▸ **TASK ITEM**
Repeat the first line of the listing and each line after it, exactly, through the line containing "box: [0, 272, 333, 420]".

▸ **INFORMATION GIVEN**
------------------------------

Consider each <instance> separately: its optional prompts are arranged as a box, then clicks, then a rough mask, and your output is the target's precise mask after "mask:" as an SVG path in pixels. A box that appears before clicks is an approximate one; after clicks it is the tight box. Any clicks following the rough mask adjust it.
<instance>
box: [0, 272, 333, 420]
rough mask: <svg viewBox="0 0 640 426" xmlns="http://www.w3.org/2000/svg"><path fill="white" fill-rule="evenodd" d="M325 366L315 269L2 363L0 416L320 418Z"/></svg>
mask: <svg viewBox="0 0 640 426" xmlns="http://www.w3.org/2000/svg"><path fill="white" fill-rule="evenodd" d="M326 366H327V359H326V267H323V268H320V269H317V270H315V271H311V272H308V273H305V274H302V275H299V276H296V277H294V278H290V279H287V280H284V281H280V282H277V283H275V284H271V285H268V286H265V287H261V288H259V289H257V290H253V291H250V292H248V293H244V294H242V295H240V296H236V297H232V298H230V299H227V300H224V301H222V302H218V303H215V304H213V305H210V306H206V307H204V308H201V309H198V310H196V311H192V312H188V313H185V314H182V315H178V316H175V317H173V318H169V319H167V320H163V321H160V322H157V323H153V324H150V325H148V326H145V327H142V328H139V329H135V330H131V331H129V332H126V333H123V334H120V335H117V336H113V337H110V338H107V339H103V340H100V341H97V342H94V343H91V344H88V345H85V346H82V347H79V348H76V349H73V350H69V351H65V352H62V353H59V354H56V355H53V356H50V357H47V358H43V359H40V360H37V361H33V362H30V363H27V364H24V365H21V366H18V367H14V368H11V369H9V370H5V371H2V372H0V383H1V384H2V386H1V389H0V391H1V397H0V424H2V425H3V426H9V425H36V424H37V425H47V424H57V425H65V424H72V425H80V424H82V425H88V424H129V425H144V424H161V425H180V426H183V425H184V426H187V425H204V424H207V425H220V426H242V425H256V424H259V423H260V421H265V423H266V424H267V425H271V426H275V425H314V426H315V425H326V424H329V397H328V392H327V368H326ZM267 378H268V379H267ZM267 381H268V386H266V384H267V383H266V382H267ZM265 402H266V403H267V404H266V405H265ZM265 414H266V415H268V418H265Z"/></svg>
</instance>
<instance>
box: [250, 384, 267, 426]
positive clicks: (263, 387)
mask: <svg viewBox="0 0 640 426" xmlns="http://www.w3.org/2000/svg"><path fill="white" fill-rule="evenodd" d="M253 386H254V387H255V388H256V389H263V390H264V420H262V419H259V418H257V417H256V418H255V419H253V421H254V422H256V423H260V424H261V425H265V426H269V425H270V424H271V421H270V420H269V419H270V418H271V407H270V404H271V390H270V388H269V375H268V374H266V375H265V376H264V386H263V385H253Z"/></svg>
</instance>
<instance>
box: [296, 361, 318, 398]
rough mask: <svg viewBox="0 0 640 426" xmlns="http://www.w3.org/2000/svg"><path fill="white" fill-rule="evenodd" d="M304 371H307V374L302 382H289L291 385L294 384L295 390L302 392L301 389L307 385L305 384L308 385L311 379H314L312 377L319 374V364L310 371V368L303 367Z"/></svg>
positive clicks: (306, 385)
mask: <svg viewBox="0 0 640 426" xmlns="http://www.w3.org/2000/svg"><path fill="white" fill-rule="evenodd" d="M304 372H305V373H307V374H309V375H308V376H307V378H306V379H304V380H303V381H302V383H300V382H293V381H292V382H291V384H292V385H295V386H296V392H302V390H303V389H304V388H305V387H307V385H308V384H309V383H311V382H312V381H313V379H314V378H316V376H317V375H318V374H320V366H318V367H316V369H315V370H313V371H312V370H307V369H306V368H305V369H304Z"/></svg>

------------------------------

▸ **SOLUTION TO THIS TASK**
Consider each <instance> separately: its optional prompts are arranged as a box, then clicks, then a rough mask, and your output is the target's precise mask after "mask:" as an SVG path in pixels. A box that appears before clicks is an approximate one; after clicks it is the tight box. Any clicks following the rough mask adjust it.
<instance>
box: [0, 272, 333, 420]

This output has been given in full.